# COMPITO ASSEGNATO
Ricopia parola per parola, dall'inizio alla fine, il testo sull'arte prodotta dalle macchine.

# TESTO DI STUDIO

----------

THEaiTRE, invece, è un progetto innovativo della Repubblica Ceca, la cui lingua è “responsabile” del termine robot: robota in lingua ceca significa lavoro pesante. Qui la macchina è accreditata, unica autrice della sceneggiatura teatrale. Utilizzando il modello GPT-2 di OpenAI, i ricercatori hanno sviluppato l’opera che è stata messa in scena da attori professionisti.

L’intero progetto solleva il tema della paternità di un’opera d’arte. Se l’artista umano e la rete neurale collaborano, chi merita di firmare il quadro? È l’umano che ha avuto l’idea del progetto? L’umano dietro al codice (se non coincide con il primo)? Sono gli umani proprietari dei dati di opere che la rete ha “osservato”? O la macchina che ha creato l’oggetto specifico, al di là del processo? In fondo ci leggo un richiamo all’atavico terrore di surclassamento della matrigna con Biancaneva, il percorso di crescita e di apprendimento che avviene sempre, anche da parte dell’allievo con il maestro, che talvolta finisce per superare il secondo, o la seccatura di non aver piacere che il bot faccia un lavoro “leggero” quando per etimo è legato a quello pesate.

Ai-da: tra soggetto e oggetto d’arte

Infine, altro esempio di tecnologie coinvolte nell’arte, che porta ancora più in profondità il tema del copyright e della soggettività artistica, è Ai-Da: un automa, un robot umanoide che si è esibito alla Biennale di Venezia. Il suo creatore, il gallerista Aidan Meller, ne parla con reverenza quasi paternalistica, definendola sia artista sia opera d’arte concettuale, come se Ai-Da fosse un curioso esperimento al confine tra il sublime e il mostruoso.

----------

Dati di localizzazione di punti nelle immagini:
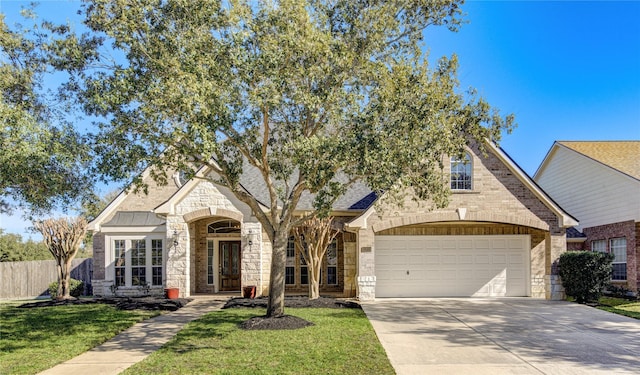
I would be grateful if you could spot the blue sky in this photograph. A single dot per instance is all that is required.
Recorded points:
(568, 70)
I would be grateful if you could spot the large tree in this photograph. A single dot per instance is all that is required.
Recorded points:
(43, 157)
(313, 239)
(313, 95)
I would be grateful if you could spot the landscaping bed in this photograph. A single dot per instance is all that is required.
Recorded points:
(285, 321)
(121, 303)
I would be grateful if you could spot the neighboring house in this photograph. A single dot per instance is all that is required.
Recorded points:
(599, 183)
(501, 235)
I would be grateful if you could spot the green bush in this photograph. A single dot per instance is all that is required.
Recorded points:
(585, 274)
(76, 286)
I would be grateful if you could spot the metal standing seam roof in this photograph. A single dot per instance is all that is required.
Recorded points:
(623, 156)
(134, 218)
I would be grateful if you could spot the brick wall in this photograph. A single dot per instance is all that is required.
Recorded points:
(629, 230)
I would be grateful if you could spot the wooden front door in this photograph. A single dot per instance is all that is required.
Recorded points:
(230, 258)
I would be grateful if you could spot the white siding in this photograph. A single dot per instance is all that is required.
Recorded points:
(590, 191)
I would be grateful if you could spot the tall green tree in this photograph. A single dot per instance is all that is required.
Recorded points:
(43, 157)
(313, 95)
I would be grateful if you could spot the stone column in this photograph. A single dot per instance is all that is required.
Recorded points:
(251, 255)
(350, 262)
(556, 244)
(366, 266)
(177, 265)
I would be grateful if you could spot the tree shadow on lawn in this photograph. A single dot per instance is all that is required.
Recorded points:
(286, 322)
(32, 328)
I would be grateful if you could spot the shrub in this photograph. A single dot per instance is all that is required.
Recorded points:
(76, 286)
(585, 274)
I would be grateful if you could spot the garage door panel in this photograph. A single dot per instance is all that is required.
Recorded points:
(451, 266)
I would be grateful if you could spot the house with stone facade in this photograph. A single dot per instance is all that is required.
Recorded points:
(500, 235)
(599, 183)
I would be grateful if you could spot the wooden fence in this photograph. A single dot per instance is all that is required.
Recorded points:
(31, 279)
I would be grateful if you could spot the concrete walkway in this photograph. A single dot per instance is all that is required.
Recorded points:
(504, 336)
(136, 343)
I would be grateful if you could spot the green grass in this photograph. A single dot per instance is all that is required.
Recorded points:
(341, 342)
(620, 306)
(35, 339)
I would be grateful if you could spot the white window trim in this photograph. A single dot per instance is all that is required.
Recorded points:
(110, 271)
(454, 160)
(333, 243)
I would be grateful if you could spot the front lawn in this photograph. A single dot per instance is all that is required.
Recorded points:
(35, 339)
(342, 341)
(620, 306)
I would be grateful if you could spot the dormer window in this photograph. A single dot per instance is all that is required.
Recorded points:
(461, 173)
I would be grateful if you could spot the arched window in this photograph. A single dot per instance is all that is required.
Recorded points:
(461, 173)
(224, 226)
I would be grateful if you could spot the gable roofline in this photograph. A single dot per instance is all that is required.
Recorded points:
(564, 219)
(168, 207)
(561, 144)
(94, 225)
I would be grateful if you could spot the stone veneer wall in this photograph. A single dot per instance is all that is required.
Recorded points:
(498, 196)
(629, 230)
(350, 253)
(252, 257)
(178, 266)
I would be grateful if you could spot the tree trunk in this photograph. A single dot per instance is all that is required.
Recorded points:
(61, 288)
(275, 307)
(66, 278)
(314, 276)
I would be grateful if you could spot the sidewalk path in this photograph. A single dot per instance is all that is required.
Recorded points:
(136, 343)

----------

# RISPOSTA SCRITTA
THEaiTRE, invece, è un progetto innovativo della Repubblica Ceca, la cui lingua è “responsabile” del termine robot: robota in lingua ceca significa lavoro pesante. Qui la macchina è accreditata, unica autrice della sceneggiatura teatrale. Utilizzando il modello GPT-2 di OpenAI, i ricercatori hanno sviluppato l’opera che è stata messa in scena da attori professionisti.

L’intero progetto solleva il tema della paternità di un’opera d’arte. Se l’artista umano e la rete neurale collaborano, chi merita di firmare il quadro? È l’umano che ha avuto l’idea del progetto? L’umano dietro al codice (se non coincide con il primo)? Sono gli umani proprietari dei dati di opere che la rete ha “osservato”? O la macchina che ha creato l’oggetto specifico, al di là del processo? In fondo ci leggo un richiamo all’atavico terrore di surclassamento della matrigna con Biancaneva, il percorso di crescita e di apprendimento che avviene sempre, anche da parte dell’allievo con il maestro, che talvolta finisce per superare il secondo, o la seccatura di non aver piacere che il bot faccia un lavoro “leggero” quando per etimo è legato a quello pesate.

Ai-da: tra soggetto e oggetto d’arte

Infine, altro esempio di tecnologie coinvolte nell’arte, che porta ancora più in profondità il tema del copyright e della soggettività artistica, è Ai-Da: un automa, un robot umanoide che si è esibito alla Biennale di Venezia. Il suo creatore, il gallerista Aidan Meller, ne parla con reverenza quasi paternalistica, definendola sia artista sia opera d’arte concettuale, come se Ai-Da fosse un curioso esperimento al confine tra il sublime e il mostruoso.